## THE EXERCISE
Reproduce the lines word for word, from the first one through the line that contains "point(474, 158)".

-=-=-

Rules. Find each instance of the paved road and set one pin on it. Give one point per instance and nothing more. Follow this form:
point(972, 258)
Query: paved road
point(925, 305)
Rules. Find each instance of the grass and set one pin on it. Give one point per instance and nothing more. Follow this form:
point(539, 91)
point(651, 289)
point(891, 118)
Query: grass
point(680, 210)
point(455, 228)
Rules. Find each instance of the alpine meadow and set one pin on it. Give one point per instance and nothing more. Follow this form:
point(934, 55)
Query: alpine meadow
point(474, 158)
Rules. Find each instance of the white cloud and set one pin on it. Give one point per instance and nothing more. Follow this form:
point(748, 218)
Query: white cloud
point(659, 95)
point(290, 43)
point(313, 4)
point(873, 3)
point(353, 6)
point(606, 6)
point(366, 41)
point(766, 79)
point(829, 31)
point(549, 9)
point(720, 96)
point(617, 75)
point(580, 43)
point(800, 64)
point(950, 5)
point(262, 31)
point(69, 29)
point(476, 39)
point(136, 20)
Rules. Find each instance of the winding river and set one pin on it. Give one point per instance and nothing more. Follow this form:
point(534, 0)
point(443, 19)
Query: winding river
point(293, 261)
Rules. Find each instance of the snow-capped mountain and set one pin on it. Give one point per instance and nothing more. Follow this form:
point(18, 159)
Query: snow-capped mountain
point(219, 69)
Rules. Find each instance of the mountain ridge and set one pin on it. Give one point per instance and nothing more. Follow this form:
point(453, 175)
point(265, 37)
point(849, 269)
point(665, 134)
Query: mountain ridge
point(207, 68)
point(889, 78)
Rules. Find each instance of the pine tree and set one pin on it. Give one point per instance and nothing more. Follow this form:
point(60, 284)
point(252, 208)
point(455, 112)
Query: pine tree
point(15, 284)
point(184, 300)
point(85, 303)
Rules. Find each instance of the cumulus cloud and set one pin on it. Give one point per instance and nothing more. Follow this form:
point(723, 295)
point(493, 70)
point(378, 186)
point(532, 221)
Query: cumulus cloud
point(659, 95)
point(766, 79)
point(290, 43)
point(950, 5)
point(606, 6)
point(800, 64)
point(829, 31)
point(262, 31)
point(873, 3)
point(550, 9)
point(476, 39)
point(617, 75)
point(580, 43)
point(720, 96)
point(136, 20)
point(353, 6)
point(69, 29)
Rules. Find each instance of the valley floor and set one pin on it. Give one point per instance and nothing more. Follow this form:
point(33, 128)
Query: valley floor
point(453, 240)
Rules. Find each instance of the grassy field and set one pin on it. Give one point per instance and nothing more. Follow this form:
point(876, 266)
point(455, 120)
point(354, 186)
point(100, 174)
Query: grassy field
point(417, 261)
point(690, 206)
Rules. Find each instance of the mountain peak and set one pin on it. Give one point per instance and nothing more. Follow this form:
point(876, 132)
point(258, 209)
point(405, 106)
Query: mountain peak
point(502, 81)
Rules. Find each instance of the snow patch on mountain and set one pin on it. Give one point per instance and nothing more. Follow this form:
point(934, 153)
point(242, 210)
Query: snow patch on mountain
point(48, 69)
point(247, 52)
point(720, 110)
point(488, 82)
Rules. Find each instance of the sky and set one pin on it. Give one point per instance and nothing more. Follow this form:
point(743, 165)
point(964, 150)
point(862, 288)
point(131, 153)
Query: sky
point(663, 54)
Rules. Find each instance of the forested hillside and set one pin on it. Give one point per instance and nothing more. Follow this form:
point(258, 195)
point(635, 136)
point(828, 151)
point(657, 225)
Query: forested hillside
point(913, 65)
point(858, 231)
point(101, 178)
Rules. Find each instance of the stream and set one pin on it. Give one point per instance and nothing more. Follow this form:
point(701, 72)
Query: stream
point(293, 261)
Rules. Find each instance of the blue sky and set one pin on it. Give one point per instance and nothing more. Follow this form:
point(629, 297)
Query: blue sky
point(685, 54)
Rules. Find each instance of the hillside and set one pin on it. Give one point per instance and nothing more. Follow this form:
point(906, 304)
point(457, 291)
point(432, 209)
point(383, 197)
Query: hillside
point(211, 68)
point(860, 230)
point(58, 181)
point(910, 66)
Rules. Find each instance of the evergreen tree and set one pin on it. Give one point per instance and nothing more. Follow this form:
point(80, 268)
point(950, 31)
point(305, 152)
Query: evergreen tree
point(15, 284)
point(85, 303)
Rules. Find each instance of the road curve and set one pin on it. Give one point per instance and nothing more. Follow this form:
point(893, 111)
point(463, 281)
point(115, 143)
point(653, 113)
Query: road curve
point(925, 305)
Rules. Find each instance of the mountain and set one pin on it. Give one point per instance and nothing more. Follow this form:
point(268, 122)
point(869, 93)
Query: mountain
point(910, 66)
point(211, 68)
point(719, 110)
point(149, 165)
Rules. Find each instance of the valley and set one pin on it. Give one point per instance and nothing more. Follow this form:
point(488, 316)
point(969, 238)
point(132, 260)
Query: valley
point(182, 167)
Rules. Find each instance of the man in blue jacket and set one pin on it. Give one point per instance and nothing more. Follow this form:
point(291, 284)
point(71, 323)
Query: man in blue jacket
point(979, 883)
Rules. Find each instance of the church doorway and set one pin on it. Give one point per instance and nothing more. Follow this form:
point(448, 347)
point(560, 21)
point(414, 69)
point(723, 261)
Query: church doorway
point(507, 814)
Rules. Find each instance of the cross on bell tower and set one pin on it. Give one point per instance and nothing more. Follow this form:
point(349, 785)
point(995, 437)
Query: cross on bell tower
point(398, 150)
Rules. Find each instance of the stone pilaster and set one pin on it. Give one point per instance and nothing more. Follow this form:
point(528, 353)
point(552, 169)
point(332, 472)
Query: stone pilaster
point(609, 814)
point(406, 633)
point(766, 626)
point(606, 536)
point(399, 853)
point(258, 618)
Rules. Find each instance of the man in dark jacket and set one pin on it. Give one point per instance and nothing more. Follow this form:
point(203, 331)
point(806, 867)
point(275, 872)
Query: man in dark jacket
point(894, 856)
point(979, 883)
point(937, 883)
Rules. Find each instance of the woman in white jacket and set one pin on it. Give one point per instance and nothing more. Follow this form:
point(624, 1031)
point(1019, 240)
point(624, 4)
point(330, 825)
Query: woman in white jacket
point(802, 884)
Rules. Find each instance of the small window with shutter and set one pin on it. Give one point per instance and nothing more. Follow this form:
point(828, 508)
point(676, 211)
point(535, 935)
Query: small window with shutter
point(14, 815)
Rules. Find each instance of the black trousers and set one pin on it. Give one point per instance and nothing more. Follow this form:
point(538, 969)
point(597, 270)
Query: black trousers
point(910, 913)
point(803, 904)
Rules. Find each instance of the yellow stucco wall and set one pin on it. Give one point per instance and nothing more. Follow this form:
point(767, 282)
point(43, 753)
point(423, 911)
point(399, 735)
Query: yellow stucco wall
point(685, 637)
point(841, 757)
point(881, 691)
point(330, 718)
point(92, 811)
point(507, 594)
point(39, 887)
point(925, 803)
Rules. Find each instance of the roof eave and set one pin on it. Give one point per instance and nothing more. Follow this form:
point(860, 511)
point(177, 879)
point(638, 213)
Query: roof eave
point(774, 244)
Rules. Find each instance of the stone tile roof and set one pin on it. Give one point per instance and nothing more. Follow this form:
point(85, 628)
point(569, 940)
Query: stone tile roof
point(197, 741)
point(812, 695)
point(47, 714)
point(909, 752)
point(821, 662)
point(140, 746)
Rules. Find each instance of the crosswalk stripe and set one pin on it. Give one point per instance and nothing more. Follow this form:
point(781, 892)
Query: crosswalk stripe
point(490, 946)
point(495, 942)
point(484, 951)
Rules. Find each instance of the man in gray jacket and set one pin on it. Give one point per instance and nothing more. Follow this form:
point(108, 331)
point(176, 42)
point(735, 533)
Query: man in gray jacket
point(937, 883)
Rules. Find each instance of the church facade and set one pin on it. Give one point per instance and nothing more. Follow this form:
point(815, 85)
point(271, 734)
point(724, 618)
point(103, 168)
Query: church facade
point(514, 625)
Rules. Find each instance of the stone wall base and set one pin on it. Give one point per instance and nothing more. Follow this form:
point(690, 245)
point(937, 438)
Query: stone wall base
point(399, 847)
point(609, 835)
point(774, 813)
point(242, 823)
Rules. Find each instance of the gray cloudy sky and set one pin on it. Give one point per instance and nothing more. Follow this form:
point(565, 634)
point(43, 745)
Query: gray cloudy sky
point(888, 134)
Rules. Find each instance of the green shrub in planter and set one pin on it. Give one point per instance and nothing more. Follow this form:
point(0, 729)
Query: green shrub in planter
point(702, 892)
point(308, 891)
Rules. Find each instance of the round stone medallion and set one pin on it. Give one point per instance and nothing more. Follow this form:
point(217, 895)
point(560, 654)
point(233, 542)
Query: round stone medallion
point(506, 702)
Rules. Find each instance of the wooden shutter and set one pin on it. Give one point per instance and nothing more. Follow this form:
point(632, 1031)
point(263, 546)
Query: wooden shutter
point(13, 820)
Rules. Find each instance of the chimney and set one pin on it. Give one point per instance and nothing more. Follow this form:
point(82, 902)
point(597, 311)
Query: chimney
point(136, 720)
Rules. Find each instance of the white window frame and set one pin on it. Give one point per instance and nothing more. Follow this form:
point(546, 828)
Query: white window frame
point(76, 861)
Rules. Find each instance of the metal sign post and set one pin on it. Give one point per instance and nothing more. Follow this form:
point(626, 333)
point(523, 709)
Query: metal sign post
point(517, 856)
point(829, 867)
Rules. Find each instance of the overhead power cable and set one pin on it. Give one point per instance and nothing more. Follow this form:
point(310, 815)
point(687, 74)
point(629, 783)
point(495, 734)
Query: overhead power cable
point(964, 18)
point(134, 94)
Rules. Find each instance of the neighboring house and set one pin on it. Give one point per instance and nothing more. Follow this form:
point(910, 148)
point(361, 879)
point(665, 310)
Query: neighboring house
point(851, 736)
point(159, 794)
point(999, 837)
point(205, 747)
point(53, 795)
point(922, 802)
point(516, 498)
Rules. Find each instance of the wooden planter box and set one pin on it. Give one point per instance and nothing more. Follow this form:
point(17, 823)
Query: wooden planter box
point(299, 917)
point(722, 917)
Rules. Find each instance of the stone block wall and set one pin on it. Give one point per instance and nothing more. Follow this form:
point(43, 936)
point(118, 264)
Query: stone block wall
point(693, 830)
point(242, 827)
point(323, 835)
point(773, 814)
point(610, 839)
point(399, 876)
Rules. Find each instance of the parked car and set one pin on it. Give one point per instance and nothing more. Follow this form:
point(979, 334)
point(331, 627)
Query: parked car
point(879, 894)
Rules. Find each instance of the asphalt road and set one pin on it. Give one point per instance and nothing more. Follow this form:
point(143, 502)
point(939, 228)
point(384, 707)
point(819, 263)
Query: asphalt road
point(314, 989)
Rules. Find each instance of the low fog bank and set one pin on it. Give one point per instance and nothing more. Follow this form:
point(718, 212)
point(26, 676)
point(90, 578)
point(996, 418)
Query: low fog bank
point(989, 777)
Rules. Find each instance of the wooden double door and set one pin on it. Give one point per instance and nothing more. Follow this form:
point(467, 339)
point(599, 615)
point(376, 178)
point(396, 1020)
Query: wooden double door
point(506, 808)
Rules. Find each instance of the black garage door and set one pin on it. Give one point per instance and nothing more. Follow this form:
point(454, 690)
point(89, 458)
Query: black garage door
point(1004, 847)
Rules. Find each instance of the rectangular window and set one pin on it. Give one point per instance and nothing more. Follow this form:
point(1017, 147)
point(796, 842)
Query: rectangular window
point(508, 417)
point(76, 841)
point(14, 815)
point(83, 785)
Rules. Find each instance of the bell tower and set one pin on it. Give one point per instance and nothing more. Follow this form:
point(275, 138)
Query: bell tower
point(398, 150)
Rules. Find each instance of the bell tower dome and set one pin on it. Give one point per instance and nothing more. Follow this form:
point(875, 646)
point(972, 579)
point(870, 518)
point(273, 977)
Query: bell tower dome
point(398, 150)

-=-=-

## TASK RESULT
Rules. Find each instance of the paved road and set one pin on it. Give one point per instance and nothing more. Follow this form:
point(972, 258)
Query: paved road
point(925, 305)
Rules. Find each instance of the grass and set one pin on it. Give one point per instance and nothing more. Follow this form:
point(539, 91)
point(651, 289)
point(891, 118)
Query: grass
point(680, 210)
point(455, 228)
Rules. Find each instance of the alpine meadow and set one pin on it. Give one point per instance and nothing more. Follow this form:
point(934, 55)
Query: alpine meadow
point(474, 158)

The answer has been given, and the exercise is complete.